ОТРЫВОК ДЛЯ РАБОТЫ -
-=-=-

Тем не менее в новом писательском быте, который установился после 53–56-го годов, расправа над писателями носила все-таки чисто литературный характер. В новых цензурных установлениях произошли качественные и существеннейшие изменения. За то, что уже прошло редактуру и цензуру, не сажали. Это было чрезвычайно важным и принципиально отличающим одно время от другого моментом. Весь смысл поведения писателя в предшествующую эпоху, в предшествующую историю советской цензуры заключался в том, чтобы не попасть в тюрьму, независимо от того, пропущена или не пропущена книга цензурой. После 53–54-го годов и, в особенности, после 56-го года появилось новое и весьма любопытное обстоятельство. Важно было проскочить через цензуру. Если ты проскочил через цензуру, то это гарантировало, по крайней мере, избавление от чисто физической опасности, а все остальное — исключение из Союза писателей или ссыпанный набор — было уже пустяками. И вот на этом нормальном явлении, когда исчезает патологическая цель сохранить себя и когда писатель беспокоится только о том, как издать книги, то есть явлении нормальном и существующем во всех литературах мира, там, где, естественно, еще доживает, или, как сказал Солженицын, доволакивает цензура свои мафусаиловы сроки, на этом я и хотел несколько подробнее остановиться.
Голос из зала: После второго издания Тынянова Вы получили много писем от читателей. Могли бы Вы нам сказать вкратце, что они Вам писали и какова была Ваша реакция?
Белинков: Какие письма и какая реакция? Реакция испуганная. А письма? Ну, такие, как все, которые пишут писателям. Почему испуганная? Потому что читатели вылавливали в книге не метафоры — это ведь не Принстон, это же советская Россия, — вылавливали, ну, деликатно скажем, политическую сущность. А когда все это аккуратно выписывали на бумажке, то все это выглядело очень выразительно и уже входило в компетенцию отнюдь не одних только литературоведов. Я получал такие письма и очень обижался, потому что меня не спрашивали: «Как Вы думаете, удалось Вам это или не удалось? Хорошо или не хорошо написано?» А спрашивали: «Как удалось Вам это протащить?» (Смех в зале.)

-=-=-

ИСХОДНЫЕ ДАННЫЕ -
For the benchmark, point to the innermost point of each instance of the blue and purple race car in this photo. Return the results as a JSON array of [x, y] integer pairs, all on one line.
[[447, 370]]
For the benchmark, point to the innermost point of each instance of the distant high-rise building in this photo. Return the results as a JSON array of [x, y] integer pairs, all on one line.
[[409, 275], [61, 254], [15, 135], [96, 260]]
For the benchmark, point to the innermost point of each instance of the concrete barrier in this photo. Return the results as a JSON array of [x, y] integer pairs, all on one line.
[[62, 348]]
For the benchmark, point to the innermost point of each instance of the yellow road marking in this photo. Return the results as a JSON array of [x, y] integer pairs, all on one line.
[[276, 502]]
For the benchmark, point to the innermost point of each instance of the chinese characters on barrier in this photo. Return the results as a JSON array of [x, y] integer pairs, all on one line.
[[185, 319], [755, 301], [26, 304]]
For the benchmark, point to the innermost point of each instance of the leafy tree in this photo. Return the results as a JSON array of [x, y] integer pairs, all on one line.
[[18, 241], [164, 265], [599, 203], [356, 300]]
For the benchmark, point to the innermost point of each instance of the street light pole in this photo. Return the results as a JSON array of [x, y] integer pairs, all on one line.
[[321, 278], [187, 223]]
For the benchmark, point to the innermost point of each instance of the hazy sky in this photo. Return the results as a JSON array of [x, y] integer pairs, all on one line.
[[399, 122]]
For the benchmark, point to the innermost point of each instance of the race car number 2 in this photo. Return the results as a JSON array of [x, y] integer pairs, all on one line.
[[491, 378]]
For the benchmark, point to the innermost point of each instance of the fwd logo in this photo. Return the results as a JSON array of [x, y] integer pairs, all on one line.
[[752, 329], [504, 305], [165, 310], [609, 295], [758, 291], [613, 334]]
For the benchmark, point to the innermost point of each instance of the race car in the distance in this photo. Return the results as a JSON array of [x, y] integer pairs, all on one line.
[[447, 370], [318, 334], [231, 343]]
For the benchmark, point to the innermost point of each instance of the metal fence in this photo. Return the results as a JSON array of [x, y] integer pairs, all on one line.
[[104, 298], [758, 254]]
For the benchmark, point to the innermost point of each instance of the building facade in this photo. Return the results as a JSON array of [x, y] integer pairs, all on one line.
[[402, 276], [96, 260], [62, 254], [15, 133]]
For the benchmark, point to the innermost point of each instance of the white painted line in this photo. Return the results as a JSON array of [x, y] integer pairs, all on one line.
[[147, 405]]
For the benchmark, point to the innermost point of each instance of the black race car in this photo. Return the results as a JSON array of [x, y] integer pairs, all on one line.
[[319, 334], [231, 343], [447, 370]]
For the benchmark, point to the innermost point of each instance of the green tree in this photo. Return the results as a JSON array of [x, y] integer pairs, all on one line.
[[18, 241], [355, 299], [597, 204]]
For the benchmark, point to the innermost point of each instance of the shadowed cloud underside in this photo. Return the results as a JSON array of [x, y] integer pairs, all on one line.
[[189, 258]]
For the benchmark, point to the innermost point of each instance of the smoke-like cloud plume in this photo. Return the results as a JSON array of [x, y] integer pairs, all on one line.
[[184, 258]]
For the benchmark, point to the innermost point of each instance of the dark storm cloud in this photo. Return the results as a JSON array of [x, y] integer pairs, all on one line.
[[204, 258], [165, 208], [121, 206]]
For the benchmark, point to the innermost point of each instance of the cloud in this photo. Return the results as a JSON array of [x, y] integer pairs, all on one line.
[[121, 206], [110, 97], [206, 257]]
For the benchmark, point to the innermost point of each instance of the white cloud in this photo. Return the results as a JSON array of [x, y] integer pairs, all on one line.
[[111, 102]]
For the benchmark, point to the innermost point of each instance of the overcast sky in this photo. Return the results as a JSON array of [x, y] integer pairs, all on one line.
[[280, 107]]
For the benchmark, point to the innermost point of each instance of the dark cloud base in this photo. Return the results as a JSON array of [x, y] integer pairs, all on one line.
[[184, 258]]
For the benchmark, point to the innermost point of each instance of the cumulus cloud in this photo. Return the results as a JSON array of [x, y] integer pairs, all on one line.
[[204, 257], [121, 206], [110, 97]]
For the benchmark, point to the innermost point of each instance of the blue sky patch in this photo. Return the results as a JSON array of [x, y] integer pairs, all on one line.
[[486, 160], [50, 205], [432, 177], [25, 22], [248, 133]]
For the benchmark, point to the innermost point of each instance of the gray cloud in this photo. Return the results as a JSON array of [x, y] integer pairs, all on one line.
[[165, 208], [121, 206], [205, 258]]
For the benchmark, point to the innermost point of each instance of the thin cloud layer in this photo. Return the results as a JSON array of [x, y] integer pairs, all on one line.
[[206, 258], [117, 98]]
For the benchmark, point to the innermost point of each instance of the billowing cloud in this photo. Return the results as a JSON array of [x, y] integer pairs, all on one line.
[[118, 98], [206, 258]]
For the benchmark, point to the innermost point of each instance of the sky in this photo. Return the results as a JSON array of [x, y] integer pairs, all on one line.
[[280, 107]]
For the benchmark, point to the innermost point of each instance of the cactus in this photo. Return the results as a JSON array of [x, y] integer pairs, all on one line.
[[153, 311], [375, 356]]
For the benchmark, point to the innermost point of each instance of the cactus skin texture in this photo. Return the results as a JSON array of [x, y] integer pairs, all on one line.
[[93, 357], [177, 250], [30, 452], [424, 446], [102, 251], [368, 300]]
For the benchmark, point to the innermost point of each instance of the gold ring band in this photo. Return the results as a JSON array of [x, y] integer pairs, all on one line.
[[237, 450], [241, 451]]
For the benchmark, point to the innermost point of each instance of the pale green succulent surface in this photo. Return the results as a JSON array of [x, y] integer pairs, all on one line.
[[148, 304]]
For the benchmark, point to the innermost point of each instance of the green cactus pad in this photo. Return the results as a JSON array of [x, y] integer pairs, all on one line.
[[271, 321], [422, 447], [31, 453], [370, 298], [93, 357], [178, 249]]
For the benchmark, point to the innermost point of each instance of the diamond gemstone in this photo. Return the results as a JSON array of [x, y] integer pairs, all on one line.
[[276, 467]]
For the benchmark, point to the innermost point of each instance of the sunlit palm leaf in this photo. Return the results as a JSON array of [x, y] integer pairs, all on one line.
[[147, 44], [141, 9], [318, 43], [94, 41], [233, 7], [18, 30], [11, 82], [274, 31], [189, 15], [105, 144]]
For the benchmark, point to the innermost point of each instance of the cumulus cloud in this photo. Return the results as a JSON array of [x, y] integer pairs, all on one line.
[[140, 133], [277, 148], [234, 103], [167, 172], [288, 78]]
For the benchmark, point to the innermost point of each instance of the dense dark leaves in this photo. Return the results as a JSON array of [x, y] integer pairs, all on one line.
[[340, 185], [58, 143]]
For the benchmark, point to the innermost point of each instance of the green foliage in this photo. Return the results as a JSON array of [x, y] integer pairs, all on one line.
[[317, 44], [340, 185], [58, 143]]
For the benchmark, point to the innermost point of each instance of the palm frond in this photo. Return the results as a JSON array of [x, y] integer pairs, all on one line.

-=-=-

СПИСОК ЗАДАНИЙ -
**a.** Назовите все фамилии людей, которые встречаются в отрывке о советской цензуре, в порядке их появления.
**b.** Выпишите из строк исходных данных всё без изменений: от строки, где есть "the cactus in", вниз до строки, где есть "251], [368, 300]]", включая обе.

ПИСЬМЕННЫЕ ОТВЕТЫ -
**a.** Солженицын, Тынянов, Белинков

**b.**
For the benchmark, point to the innermost point of each instance of the cactus in this photo. Return the results as a JSON array of [x, y] integer pairs, all on one line.
[[153, 311], [375, 356]]
For the benchmark, point to the innermost point of each instance of the cactus skin texture in this photo. Return the results as a JSON array of [x, y] integer pairs, all on one line.
[[93, 357], [177, 250], [30, 452], [424, 446], [102, 251], [368, 300]]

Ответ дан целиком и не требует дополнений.